Exercise aim: Copy each of the following items line for line, without changing a single character.

Information supplied:
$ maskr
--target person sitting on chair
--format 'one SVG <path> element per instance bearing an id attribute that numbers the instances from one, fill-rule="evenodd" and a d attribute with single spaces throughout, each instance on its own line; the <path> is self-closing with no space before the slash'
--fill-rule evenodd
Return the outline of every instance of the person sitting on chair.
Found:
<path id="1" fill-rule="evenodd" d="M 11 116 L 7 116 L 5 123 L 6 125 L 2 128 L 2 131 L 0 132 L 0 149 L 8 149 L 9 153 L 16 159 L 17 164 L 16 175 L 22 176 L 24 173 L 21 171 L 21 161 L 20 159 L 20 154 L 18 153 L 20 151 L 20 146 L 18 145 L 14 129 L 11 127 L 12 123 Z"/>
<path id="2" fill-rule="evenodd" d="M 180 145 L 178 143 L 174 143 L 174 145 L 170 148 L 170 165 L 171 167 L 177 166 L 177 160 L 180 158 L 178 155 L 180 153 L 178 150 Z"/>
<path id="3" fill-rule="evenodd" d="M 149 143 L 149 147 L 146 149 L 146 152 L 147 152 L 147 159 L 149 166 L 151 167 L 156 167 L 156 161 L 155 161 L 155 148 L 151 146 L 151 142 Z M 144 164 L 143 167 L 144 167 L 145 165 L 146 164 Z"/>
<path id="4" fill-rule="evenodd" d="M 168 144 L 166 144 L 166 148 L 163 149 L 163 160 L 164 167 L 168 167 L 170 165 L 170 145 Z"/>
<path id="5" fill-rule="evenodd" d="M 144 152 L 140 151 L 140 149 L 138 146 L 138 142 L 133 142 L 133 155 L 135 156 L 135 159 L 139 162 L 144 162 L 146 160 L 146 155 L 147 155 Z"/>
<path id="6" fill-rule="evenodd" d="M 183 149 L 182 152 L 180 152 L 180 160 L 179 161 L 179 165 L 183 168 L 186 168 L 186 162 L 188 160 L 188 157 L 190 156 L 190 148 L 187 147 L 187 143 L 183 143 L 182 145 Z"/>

Solution to this exercise:
$ maskr
--target person sitting on chair
--format 'one SVG <path> element per instance bearing an id attribute that numbers the instances from one, fill-rule="evenodd" and a d attribute with single spaces throughout, each instance on its own line; the <path> is self-closing with no space before the slash'
--fill-rule evenodd
Return the outline of every instance of the person sitting on chair.
Found:
<path id="1" fill-rule="evenodd" d="M 11 116 L 7 116 L 5 123 L 6 125 L 2 128 L 2 131 L 0 132 L 0 149 L 8 149 L 9 153 L 16 159 L 17 164 L 16 175 L 22 176 L 24 173 L 21 171 L 21 161 L 20 159 L 20 154 L 18 153 L 20 151 L 20 146 L 18 145 L 14 129 L 11 127 L 12 123 Z"/>
<path id="2" fill-rule="evenodd" d="M 180 145 L 178 143 L 174 143 L 174 145 L 170 148 L 170 165 L 171 167 L 177 166 L 177 160 L 180 158 L 178 155 L 180 153 L 178 150 Z"/>
<path id="3" fill-rule="evenodd" d="M 149 143 L 149 147 L 146 149 L 146 152 L 147 152 L 147 159 L 149 166 L 151 167 L 156 167 L 156 161 L 155 161 L 155 148 L 151 146 L 151 142 Z M 144 164 L 143 167 L 144 167 L 145 165 L 146 164 Z"/>
<path id="4" fill-rule="evenodd" d="M 168 144 L 166 144 L 166 148 L 163 149 L 163 160 L 164 167 L 168 167 L 170 165 L 170 145 Z"/>
<path id="5" fill-rule="evenodd" d="M 144 152 L 140 151 L 140 149 L 138 146 L 138 142 L 133 142 L 133 155 L 135 156 L 135 159 L 139 162 L 144 162 L 146 160 L 146 155 L 147 155 Z"/>
<path id="6" fill-rule="evenodd" d="M 183 149 L 182 152 L 180 152 L 180 160 L 179 161 L 179 165 L 183 168 L 186 168 L 186 162 L 188 160 L 188 157 L 190 156 L 190 148 L 187 147 L 187 143 L 183 143 L 182 145 Z"/>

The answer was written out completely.